* **Task instructions**
1. Quote the blog post word for word, beginning at the words "It was great" and stopping after "as a species.".
2. According to the blog post, why did the writer turn back during the walk with Paula? Answer in one to three sentences.
3. Answer these questions from the blog post:
(a) Who gave the geology lecture that afternoon?
(b) Who is named as the writer's teaching partner?
(c) What more realistic estimate of when natural gas might run out did Mr. Schollmeier learn at the frac sand discussion?

* **Selection**
Thursday, March 29, 2012

Our snowy afternoon 3/29/2012

The picture on the left is of our team plus Christina.
This afternoon we heard a great geology lecture from Chris and I found my college geology still served me well. I enjoyed skyping with my teaching partner Paul and the class and hope to do more tomorrow. I can't thank Earthwatch and The Henry Greenewalt Fellowship Program enough for this wonderful opportunity to learn and give back to society and the environment.

Our snow day walk



Because we had a "snow day" today, Paula and I decided to set out on a walk. I know that this does not look like much snow to Minnesotans, but remember we are on the coast and they got much more snow inland where we do the research. The picture on the left is the "accommodation",as our primary investigators call it--it is where we stay and do our blogs, skyping and hear the lectures. Paula and I set out on our walk to find the beach and as you can see we did. Because I had a skyping session scheduled, I had to turn back to return to the accommodation--and there is Paula setting out on the beach trek.
It was great to talk to Mr. Schollmeier and the sixth graders. I am excited that you're thinking about the difference between conservation and sustainability and looking forward to your thoughts and questions. It was also interesting to me that Mr. Schollmeier had just been to the frac sand discussion the previous evening, and learned that a more realistic estimate of when we might run out of natural gas is 26 years, not one hundred. Does 26 years sound like a lot of years to you? Believe me--it isn't! As I said, I think water may end up being a bigger challenge or a more critical shortage than energy, but either would require major adaptations from us as a species.
I am looking forward to skyping with you again tomorrow!

Snow!

* **Material provided**

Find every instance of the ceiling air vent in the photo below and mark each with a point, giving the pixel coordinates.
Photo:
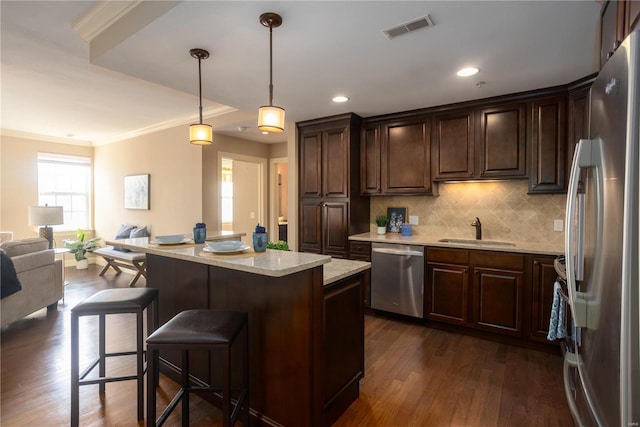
(408, 27)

* **Solved problems**
1.
It was great to talk to Mr. Schollmeier and the sixth graders. I am excited that you're thinking about the difference between conservation and sustainability and looking forward to your thoughts and questions. It was also interesting to me that Mr. Schollmeier had just been to the frac sand discussion the previous evening, and learned that a more realistic estimate of when we might run out of natural gas is 26 years, not one hundred. Does 26 years sound like a lot of years to you? Believe me--it isn't! As I said, I think water may end up being a bigger challenge or a more critical shortage than energy, but either would require major adaptations from us as a species.

2. The writer turned back to return to the accommodation because a skyping session had been scheduled. Paula went on alone toward the beach.

3.
(a) Chris gave the geology lecture.
(b) The writer's teaching partner is Paul.
(c) The estimate was 26 years, not one hundred.